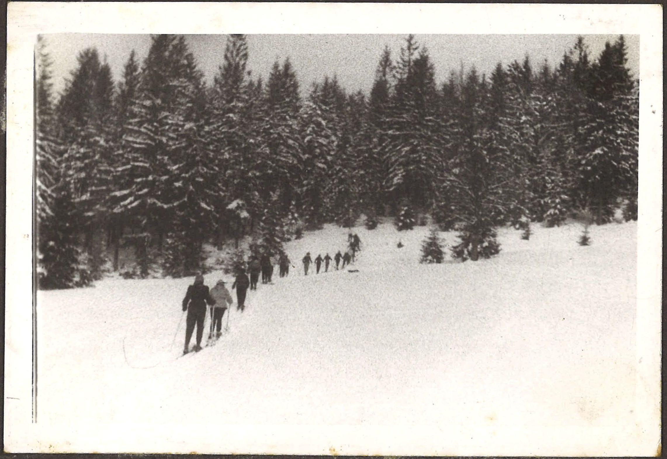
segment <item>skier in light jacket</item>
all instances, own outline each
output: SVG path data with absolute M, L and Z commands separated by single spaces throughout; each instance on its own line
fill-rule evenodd
M 213 338 L 213 329 L 215 328 L 215 337 L 219 338 L 222 329 L 222 317 L 225 315 L 225 311 L 228 306 L 231 306 L 233 300 L 231 299 L 231 294 L 229 290 L 225 286 L 224 280 L 220 279 L 215 284 L 215 286 L 211 289 L 211 296 L 215 300 L 215 304 L 211 308 L 211 332 L 209 334 L 209 339 Z

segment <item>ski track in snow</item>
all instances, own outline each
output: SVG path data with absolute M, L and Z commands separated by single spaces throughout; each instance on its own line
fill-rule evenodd
M 184 317 L 173 336 L 191 278 L 39 292 L 40 422 L 626 422 L 635 384 L 635 223 L 591 228 L 588 247 L 576 244 L 576 223 L 536 225 L 528 241 L 502 229 L 502 250 L 490 260 L 454 261 L 448 246 L 444 263 L 420 264 L 428 229 L 356 227 L 362 251 L 352 268 L 360 272 L 336 271 L 332 262 L 317 275 L 313 264 L 307 277 L 305 252 L 333 257 L 346 248 L 348 230 L 305 233 L 286 244 L 289 276 L 276 268 L 275 284 L 249 290 L 242 313 L 232 291 L 229 330 L 182 358 Z M 456 242 L 453 232 L 441 235 Z M 231 280 L 213 272 L 206 284 L 221 276 Z

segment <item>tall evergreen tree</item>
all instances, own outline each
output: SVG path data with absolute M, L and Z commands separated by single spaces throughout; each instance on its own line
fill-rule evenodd
M 384 146 L 385 186 L 395 202 L 407 198 L 412 205 L 428 209 L 442 169 L 440 117 L 433 65 L 412 35 L 402 48 L 396 75 Z
M 301 177 L 301 151 L 298 130 L 299 83 L 289 59 L 277 61 L 269 75 L 265 91 L 263 121 L 259 129 L 260 145 L 256 165 L 265 205 L 277 191 L 283 211 L 297 197 Z

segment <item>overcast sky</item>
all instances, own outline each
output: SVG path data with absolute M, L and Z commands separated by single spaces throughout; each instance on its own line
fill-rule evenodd
M 122 73 L 123 65 L 133 49 L 143 61 L 148 53 L 151 38 L 147 35 L 107 35 L 69 33 L 45 35 L 47 49 L 53 59 L 54 89 L 62 91 L 65 79 L 76 67 L 77 55 L 89 47 L 96 47 L 105 56 L 115 81 Z M 265 80 L 273 61 L 289 57 L 296 69 L 302 92 L 325 75 L 338 76 L 348 91 L 370 91 L 375 69 L 385 45 L 392 56 L 398 56 L 406 35 L 252 35 L 247 36 L 248 69 L 254 77 Z M 604 49 L 605 41 L 613 43 L 616 35 L 585 35 L 593 59 Z M 186 35 L 199 69 L 209 82 L 223 61 L 227 35 Z M 478 71 L 490 73 L 498 62 L 506 65 L 526 55 L 534 67 L 545 59 L 553 67 L 563 53 L 574 45 L 576 35 L 417 35 L 418 42 L 426 46 L 436 67 L 440 83 L 453 69 L 474 66 Z M 639 37 L 626 37 L 628 66 L 638 76 Z

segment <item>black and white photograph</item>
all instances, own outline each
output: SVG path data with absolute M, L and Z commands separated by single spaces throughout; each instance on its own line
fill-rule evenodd
M 275 33 L 197 5 L 23 35 L 8 451 L 659 454 L 659 7 Z

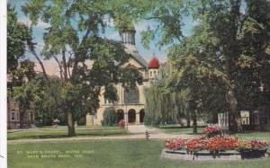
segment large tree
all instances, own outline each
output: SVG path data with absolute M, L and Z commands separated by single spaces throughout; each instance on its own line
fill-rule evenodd
M 144 32 L 143 40 L 148 44 L 161 35 L 158 45 L 173 45 L 169 56 L 179 81 L 175 84 L 182 89 L 187 84 L 199 96 L 193 101 L 197 107 L 199 100 L 208 98 L 208 104 L 219 100 L 209 86 L 221 84 L 217 91 L 223 93 L 220 100 L 225 98 L 222 109 L 230 112 L 230 128 L 240 131 L 239 111 L 269 102 L 269 11 L 266 0 L 163 1 L 148 17 L 161 26 Z M 190 38 L 182 33 L 186 16 L 198 22 Z M 204 91 L 210 93 L 203 98 Z
M 68 136 L 75 136 L 76 119 L 98 108 L 102 87 L 105 98 L 115 101 L 113 84 L 131 87 L 142 82 L 138 71 L 121 69 L 122 63 L 130 57 L 124 47 L 102 36 L 107 26 L 105 20 L 119 18 L 109 1 L 32 0 L 22 10 L 33 25 L 39 20 L 50 24 L 43 36 L 42 52 L 37 53 L 34 48 L 32 52 L 47 79 L 40 57 L 53 59 L 58 66 L 62 83 L 60 107 L 68 116 Z
M 32 41 L 32 30 L 18 22 L 17 13 L 7 5 L 7 74 L 11 83 L 8 87 L 22 84 L 23 79 L 34 77 L 34 64 L 25 59 L 25 52 Z

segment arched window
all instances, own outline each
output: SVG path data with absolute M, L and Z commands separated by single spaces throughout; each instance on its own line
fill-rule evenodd
M 137 87 L 134 89 L 125 89 L 124 91 L 124 102 L 127 104 L 139 103 L 140 94 Z

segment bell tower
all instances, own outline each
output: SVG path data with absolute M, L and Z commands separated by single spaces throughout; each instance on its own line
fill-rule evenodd
M 134 27 L 124 29 L 120 32 L 121 41 L 126 45 L 135 46 L 135 33 L 136 31 Z

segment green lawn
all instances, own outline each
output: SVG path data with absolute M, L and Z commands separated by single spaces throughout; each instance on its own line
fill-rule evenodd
####################
● **What this task involves**: Number every line of the items above, skipping blank lines and leaving out the pictures.

● **Correct result**:
1. segment <item>skier in light jacket</item>
2. all instances, own outline each
3. output: SVG path data with absolute M, L and Z commands separated by single spaces throughout; each instance on its own line
4. fill-rule evenodd
5. M 213 338 L 213 329 L 215 328 L 215 337 L 219 338 L 222 329 L 222 317 L 225 315 L 225 311 L 228 306 L 231 306 L 233 300 L 231 299 L 231 294 L 229 290 L 225 286 L 224 280 L 220 279 L 215 284 L 215 286 L 211 289 L 211 296 L 215 300 L 215 304 L 211 308 L 211 332 L 209 334 L 209 339 Z
6. segment <item>ski track in snow</item>
7. all instances, own outline each
8. output: SVG path data with absolute M, L and Z commands separated by single spaces throughout; each instance on its own line
9. fill-rule evenodd
10. M 184 317 L 173 336 L 191 278 L 39 292 L 40 422 L 626 422 L 635 384 L 635 223 L 591 228 L 588 247 L 576 244 L 576 223 L 536 225 L 528 241 L 502 229 L 502 250 L 490 260 L 454 261 L 448 246 L 444 263 L 420 264 L 428 229 L 356 227 L 362 251 L 352 268 L 360 272 L 336 271 L 332 262 L 317 275 L 313 264 L 307 277 L 305 252 L 333 257 L 346 248 L 348 230 L 305 233 L 286 244 L 289 276 L 276 268 L 275 284 L 249 290 L 242 313 L 232 291 L 229 330 L 182 358 Z M 456 242 L 453 232 L 441 235 Z M 231 280 L 213 272 L 206 284 L 221 276 Z
11. segment <item>tall evergreen tree</item>
12. all instances, own outline each
13. output: SVG path data with absolute M, L and Z commands separated by single spaces throughout; each instance on its own line
14. fill-rule evenodd
15. M 384 146 L 385 186 L 395 202 L 407 198 L 412 205 L 428 209 L 442 169 L 440 117 L 433 65 L 412 35 L 402 48 L 396 75 Z
16. M 301 177 L 301 151 L 298 130 L 299 83 L 289 59 L 277 61 L 269 75 L 265 91 L 263 121 L 259 129 L 260 145 L 256 165 L 265 205 L 277 191 L 283 211 L 297 197 Z
17. segment <item>overcast sky</item>
18. all instances, own outline each
19. output: SVG path data with absolute M, L and Z commands separated by single spaces throughout; each instance on its own line
20. fill-rule evenodd
21. M 122 73 L 123 65 L 133 49 L 143 61 L 148 53 L 151 38 L 147 35 L 107 35 L 69 33 L 45 35 L 47 49 L 53 59 L 54 89 L 62 91 L 65 79 L 76 67 L 77 55 L 89 47 L 96 47 L 105 56 L 115 81 Z M 265 80 L 273 61 L 289 57 L 296 69 L 302 92 L 325 75 L 338 76 L 348 91 L 370 91 L 375 69 L 385 45 L 392 56 L 398 56 L 406 35 L 252 35 L 247 36 L 248 69 L 254 77 Z M 604 49 L 605 41 L 613 43 L 616 35 L 585 35 L 593 59 Z M 186 35 L 199 69 L 209 82 L 223 61 L 227 35 Z M 478 71 L 490 73 L 498 62 L 506 65 L 526 55 L 534 67 L 545 59 L 553 67 L 563 53 L 574 45 L 576 35 L 417 35 L 418 42 L 426 46 L 436 67 L 440 83 L 453 69 L 474 66 Z M 639 37 L 626 37 L 628 66 L 638 76 Z
22. segment <item>black and white photograph</item>
23. all instances, own outline each
24. output: SVG path data with absolute M, L and Z commands separated by single spaces throughout; each instance on its own line
25. fill-rule evenodd
26. M 275 33 L 197 5 L 23 35 L 8 451 L 659 454 L 659 7 Z
27. segment large tree
28. all instances, own outline each
29. output: SVG path data with absolute M, L and Z commands separated by single spaces throughout; each instance on its own line
30. fill-rule evenodd
31. M 144 32 L 143 40 L 148 44 L 161 35 L 158 45 L 173 45 L 169 56 L 179 81 L 175 84 L 182 89 L 187 84 L 199 96 L 193 101 L 197 107 L 199 100 L 208 98 L 208 104 L 219 100 L 209 86 L 221 84 L 217 91 L 223 93 L 220 100 L 225 98 L 222 109 L 230 112 L 230 128 L 240 131 L 239 111 L 269 102 L 269 11 L 266 0 L 163 1 L 148 17 L 161 26 Z M 190 38 L 182 33 L 186 16 L 198 22 Z M 204 91 L 210 93 L 203 98 Z
32. M 68 136 L 75 136 L 76 119 L 98 108 L 102 87 L 105 98 L 115 101 L 113 84 L 131 87 L 142 82 L 138 71 L 121 69 L 122 63 L 130 57 L 124 47 L 102 36 L 107 26 L 105 20 L 119 18 L 109 1 L 32 0 L 22 10 L 33 25 L 39 20 L 50 24 L 43 36 L 42 52 L 37 53 L 34 48 L 32 52 L 47 79 L 40 57 L 53 59 L 58 66 L 62 83 L 60 107 L 68 116 Z
33. M 32 41 L 32 30 L 18 22 L 17 13 L 7 5 L 7 74 L 11 83 L 8 87 L 22 84 L 23 79 L 34 77 L 34 64 L 25 59 L 25 52 Z
34. segment arched window
35. all instances, own outline each
36. output: SVG path data with absolute M, L and Z commands separated by single spaces throughout; each instance on its own line
37. fill-rule evenodd
38. M 137 87 L 134 89 L 125 89 L 124 91 L 124 102 L 127 104 L 139 103 L 140 94 Z
39. segment bell tower
40. all instances, own outline each
41. output: SVG path data with absolute M, L and Z commands separated by single spaces throughout; each instance on its own line
42. fill-rule evenodd
43. M 134 27 L 124 29 L 120 32 L 121 41 L 126 45 L 135 46 L 135 33 L 136 31 Z
44. segment green lawn
45. all instances, own outline each
46. output: SVG path data with absolute M, L and Z commands separated by single spaces throughout; each instance on its own line
47. fill-rule evenodd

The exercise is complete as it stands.